-- ENTRIES SUPPLIED start --

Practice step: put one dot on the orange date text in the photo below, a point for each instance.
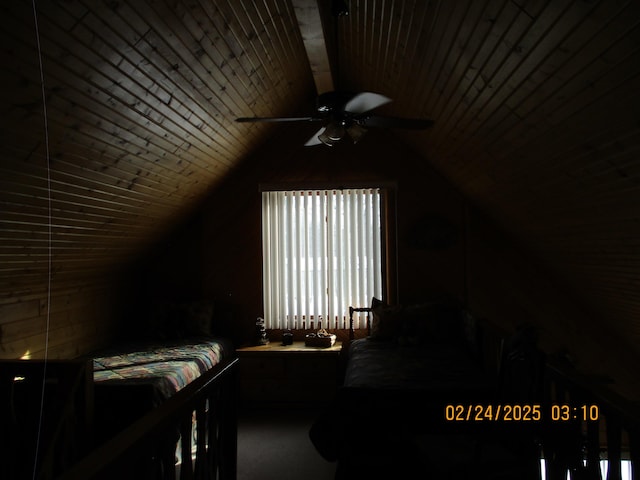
(493, 413)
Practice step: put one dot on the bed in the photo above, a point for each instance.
(176, 352)
(132, 379)
(389, 417)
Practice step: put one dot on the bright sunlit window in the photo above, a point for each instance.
(322, 252)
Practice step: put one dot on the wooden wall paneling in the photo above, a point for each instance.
(499, 21)
(124, 92)
(461, 63)
(442, 49)
(79, 320)
(179, 66)
(471, 130)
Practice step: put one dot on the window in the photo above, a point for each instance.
(322, 252)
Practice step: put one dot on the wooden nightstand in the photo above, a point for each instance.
(288, 374)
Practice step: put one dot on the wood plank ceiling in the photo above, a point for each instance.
(536, 106)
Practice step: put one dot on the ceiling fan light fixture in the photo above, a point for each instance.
(332, 134)
(356, 132)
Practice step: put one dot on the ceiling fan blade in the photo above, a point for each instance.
(363, 102)
(395, 122)
(315, 140)
(278, 119)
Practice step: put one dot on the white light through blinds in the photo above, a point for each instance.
(321, 254)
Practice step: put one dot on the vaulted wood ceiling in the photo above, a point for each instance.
(536, 105)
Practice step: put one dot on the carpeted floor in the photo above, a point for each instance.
(274, 444)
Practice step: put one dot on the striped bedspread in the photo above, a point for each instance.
(165, 368)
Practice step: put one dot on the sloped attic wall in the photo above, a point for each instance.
(501, 281)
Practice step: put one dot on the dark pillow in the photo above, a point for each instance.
(174, 321)
(386, 320)
(192, 318)
(431, 323)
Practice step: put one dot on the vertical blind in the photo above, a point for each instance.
(322, 253)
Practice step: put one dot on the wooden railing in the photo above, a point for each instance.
(600, 425)
(147, 448)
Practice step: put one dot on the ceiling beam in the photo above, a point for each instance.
(310, 23)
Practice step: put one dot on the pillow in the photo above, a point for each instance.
(192, 319)
(179, 320)
(386, 320)
(431, 323)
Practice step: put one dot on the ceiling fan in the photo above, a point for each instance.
(347, 114)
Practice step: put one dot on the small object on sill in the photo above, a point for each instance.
(287, 338)
(322, 339)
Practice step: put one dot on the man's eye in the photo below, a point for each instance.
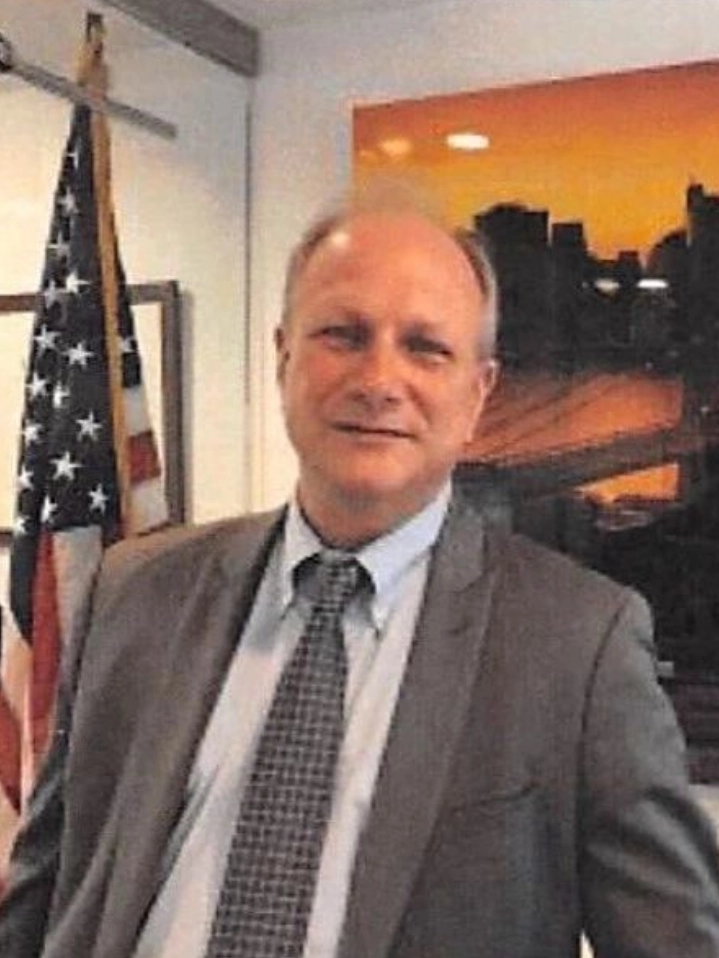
(432, 348)
(342, 335)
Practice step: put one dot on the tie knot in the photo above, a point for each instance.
(338, 580)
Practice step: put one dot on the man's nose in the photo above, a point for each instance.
(379, 372)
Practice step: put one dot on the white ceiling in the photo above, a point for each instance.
(269, 13)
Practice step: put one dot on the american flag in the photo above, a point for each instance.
(88, 471)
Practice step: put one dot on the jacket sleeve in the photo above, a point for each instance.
(649, 867)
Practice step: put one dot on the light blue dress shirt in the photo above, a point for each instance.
(378, 632)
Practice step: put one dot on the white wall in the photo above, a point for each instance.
(180, 209)
(313, 75)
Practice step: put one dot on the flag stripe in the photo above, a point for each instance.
(144, 461)
(81, 471)
(10, 739)
(46, 645)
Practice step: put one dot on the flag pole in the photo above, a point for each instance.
(92, 73)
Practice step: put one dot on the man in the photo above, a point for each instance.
(509, 772)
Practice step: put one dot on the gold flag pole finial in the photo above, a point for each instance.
(92, 70)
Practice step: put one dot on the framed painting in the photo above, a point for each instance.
(599, 200)
(156, 308)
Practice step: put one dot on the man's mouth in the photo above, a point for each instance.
(363, 429)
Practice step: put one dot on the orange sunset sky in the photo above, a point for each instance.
(616, 151)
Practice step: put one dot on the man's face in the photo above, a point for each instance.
(379, 372)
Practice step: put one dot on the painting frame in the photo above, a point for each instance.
(670, 332)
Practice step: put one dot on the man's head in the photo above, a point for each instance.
(384, 363)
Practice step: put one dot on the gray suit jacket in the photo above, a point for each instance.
(533, 783)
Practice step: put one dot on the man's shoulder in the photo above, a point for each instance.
(531, 570)
(522, 564)
(187, 546)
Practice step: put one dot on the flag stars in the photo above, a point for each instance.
(65, 467)
(59, 394)
(79, 355)
(89, 427)
(98, 499)
(68, 203)
(45, 339)
(19, 528)
(37, 386)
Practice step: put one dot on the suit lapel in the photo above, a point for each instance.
(433, 701)
(158, 765)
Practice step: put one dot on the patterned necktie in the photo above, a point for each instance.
(268, 886)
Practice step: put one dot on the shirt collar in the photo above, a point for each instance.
(386, 559)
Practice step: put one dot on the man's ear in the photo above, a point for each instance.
(487, 374)
(281, 352)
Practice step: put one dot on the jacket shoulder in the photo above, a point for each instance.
(184, 547)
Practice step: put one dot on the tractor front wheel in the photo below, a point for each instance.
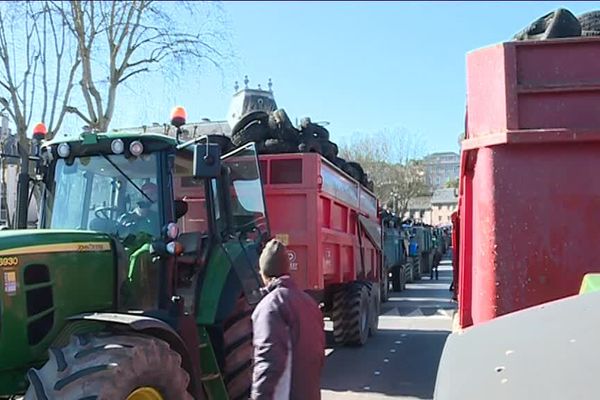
(239, 351)
(110, 367)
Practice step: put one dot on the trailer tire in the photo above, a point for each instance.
(338, 312)
(357, 314)
(109, 367)
(239, 351)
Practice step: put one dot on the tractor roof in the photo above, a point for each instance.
(111, 136)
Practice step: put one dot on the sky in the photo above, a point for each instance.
(364, 67)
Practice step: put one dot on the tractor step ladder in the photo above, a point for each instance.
(211, 378)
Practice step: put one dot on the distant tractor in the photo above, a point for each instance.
(109, 300)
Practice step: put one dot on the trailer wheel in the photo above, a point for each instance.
(357, 314)
(237, 342)
(338, 312)
(110, 367)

-- ENTRIES SUPPLIED end --

■ STATED TASK ■
Copy the rows word for word, starting at the line that contains "Practice step: put one dot on the patterned" and ending at the last line of the rows, with both ends included. Leave the pictures out of your copy.

■ TASK RESULT ■
Practice step: put one dot on the patterned necktie in the photo above, a point for each instance.
(268, 886)
Practice step: put one dot on the shirt collar in the photo above, a point for each instance.
(386, 559)
Practice step: put one dot on the man's ear in the photo above, a point for each instance.
(487, 374)
(281, 352)
Practice step: put one dot on the jacket shoulder in the photo above, a point for each instance.
(184, 547)
Practice step: put one dot on the tractor front wheel in the photo below, a point for each instance.
(239, 351)
(110, 367)
Practice step: put one dot on the trailer tire in the photo above, a point for each instance.
(338, 312)
(357, 314)
(109, 367)
(239, 351)
Practice step: put one dot on the tractor roof in the photo above, a point for each instance.
(111, 136)
Practice step: put one dot on the sky in the photo above, a point for each instance.
(364, 67)
Practice step: put one dot on the tractor step ladder in the photo above, a point for each instance.
(211, 378)
Practice step: put one dot on the distant tractor in the photo above, a point for each instance.
(109, 300)
Practice step: put one dot on the trailer wheel in the photo above, a point for each instance.
(357, 314)
(237, 342)
(338, 312)
(110, 367)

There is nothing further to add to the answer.